- [Selected passage]
Why Not Barefoot Too?

Let’s just assume this movie’s pronatalist, anti-working woman message was unintentional, shall we?


Unexpected Courage

Director: Shawn Yu •  Writer: Tseng Li-ting

Starring: René Liu, Simon Hsueh, Lee Lieh, Patty Lee

Taiwan • 1hr 51mins

Opens Hong Kong May 28 • IIA

Grade: D


If we’re going to make sweeping generalisations, then it’s fair to call Taiwan is the regional progressive hotspot. Marriage for LGBTQ+ residents is fully legal and visitors to the island often speak of an easy-going, relatively loose-lipped and outward looking population. So it’s with great pearl-clutching consternation that we are subjected to Shawn Yu Shao-hsiang’s Unexpected Courage | 我們意外的勇氣, an infuriating and saccharine melodrama about the sacred duty of motherhood, no matter the danger or cost of giving birth to the next generation of, what, consumers? Don’t even start me on this fucking messaging.

- [What you have to do] Swap "consternation" for "dismay" in the review of Unexpected Courage, and give its text again starting with "Opens Hong Kong" and going on through "this fucking messaging.".

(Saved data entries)

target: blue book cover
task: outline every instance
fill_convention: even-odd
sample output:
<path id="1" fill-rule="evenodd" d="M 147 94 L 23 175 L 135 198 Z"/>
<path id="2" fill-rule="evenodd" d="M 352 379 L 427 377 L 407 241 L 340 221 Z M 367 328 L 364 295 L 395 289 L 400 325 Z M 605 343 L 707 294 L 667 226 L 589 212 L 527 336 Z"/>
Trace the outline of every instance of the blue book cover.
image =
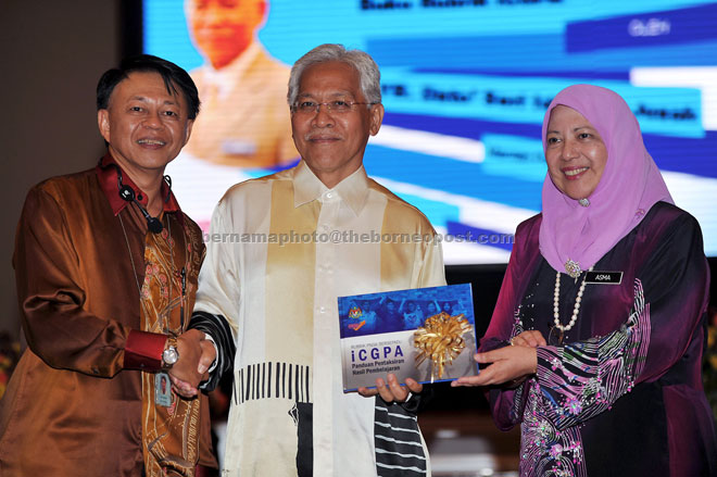
<path id="1" fill-rule="evenodd" d="M 478 374 L 470 284 L 339 297 L 343 391 Z"/>

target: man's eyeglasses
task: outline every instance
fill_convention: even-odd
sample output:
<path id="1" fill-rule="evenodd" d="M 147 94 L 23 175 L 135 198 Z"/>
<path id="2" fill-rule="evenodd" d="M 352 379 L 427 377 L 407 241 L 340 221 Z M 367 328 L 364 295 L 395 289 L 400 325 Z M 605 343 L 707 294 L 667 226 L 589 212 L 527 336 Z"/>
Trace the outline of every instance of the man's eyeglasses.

- [Answer section]
Opens Hong Kong May 28 • IIA

Grade: D


If we’re going to make sweeping generalisations, then it’s fair to call Taiwan is the regional progressive hotspot. Marriage for LGBTQ+ residents is fully legal and visitors to the island often speak of an easy-going, relatively loose-lipped and outward looking population. So it’s with great pearl-clutching dismay that we are subjected to Shawn Yu Shao-hsiang’s Unexpected Courage | 我們意外的勇氣, an infuriating and saccharine melodrama about the sacred duty of motherhood, no matter the danger or cost of giving birth to the next generation of, what, consumers? Don’t even start me on this fucking messaging.